As we previously reported in Part I of this series, the Illinois Workplace Transparency Act (WTA) will significantly change the contours of employment, separation, and settlement agreements when it becomes effective on January 1, 2020.  The WTA also makes changes to the Illinois Human Rights Act (IHRA) to impose new training and reporting obligations on employers.  Unless otherwise noted below, these changes also take effect on January 1, 2020.

Reporting Obligations

Beginning July 1, 2020, and annually thereafter, employers must disclose the following information to the Illinois Department of Human Relations (IDHR):

  1. the total number of adverse judgments or administrative rulings during the preceding year;
  2. whether any equitable relief was ordered against the employer in any adverse judgment or administrative;
  3. how many adverse judgments or administrative rulings are in each of the following categories: sexual harassment; discrimination or harassment on the basis of sex; discrimination or harassment on the basis of race, color, or national origin; discrimination or harassment on the basis of religion; discrimination or harassment on the basis of age; discrimination or harassment on the basis of disability; discrimination or harassment on the basis of military status or unfavorable discharge from military status; discrimination or harassment on the basis of sexual orientation or gender identity; and discrimination or harassment on the basis of any other protected characteristic.

Further, if the IDHR is investigating a charge under the IHRA, the IDHR may request the employer to submit the total number of settlements entered into during the preceding five years that relate to any alleged act of sexual harassment or unlawful discrimination that: (1) occurred in the workplace of the employer; or (2) involved the behavior of an employee or a corporate executive, without regard to whether that behavior occurred in the workplace.  The total number of settlements must be reported along with how many settlements were in each of the above reporting categories when requested by the IDHR.  The IDHR is prohibited from relying on the existence of any settlement agreement to support a finding of substantial evidence.

◆ DATA EXCERPT

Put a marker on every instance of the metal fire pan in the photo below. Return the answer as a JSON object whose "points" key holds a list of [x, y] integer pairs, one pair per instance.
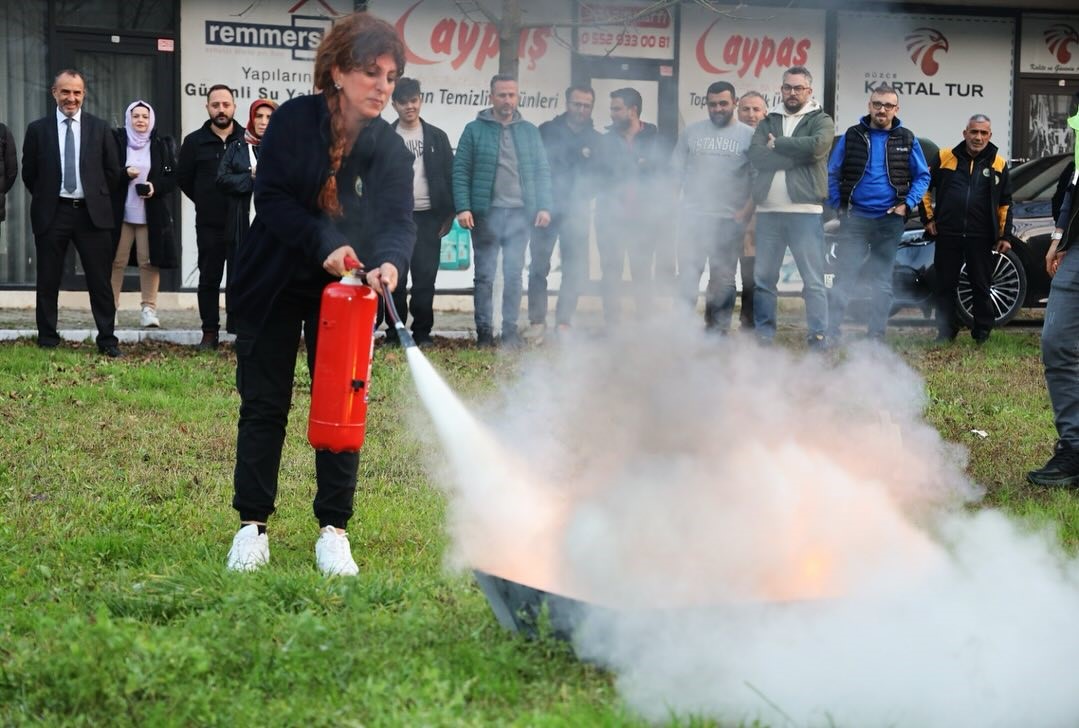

◆ GIVEN TASK A
Reproduce the part of the Workplace Transparency Act passage starting at "Further, if the" and ending at "of substantial evidence.".
◆ GIVEN TASK B
Answer these questions from the Workplace Transparency Act passage:
(i) On what date does the Workplace Transparency Act become effective?
(ii) Starting on what date must employers make their annual disclosures to the Illinois Department of Human Relations?
(iii) How many preceding years of settlements may the department ask an employer to report when it is investigating a charge?

◆ WRITTEN SOLUTION A
Further, if the IDHR is investigating a charge under the IHRA, the IDHR may request the employer to submit the total number of settlements entered into during the preceding five years that relate to any alleged act of sexual harassment or unlawful discrimination that: (1) occurred in the workplace of the employer; or (2) involved the behavior of an employee or a corporate executive, without regard to whether that behavior occurred in the workplace.  The total number of settlements must be reported along with how many settlements were in each of the above reporting categories when requested by the IDHR.  The IDHR is prohibited from relying on the existence of any settlement agreement to support a finding of substantial evidence.

◆ WRITTEN SOLUTION B
(i) January 1, 2020
(ii) July 1, 2020
(iii) Five years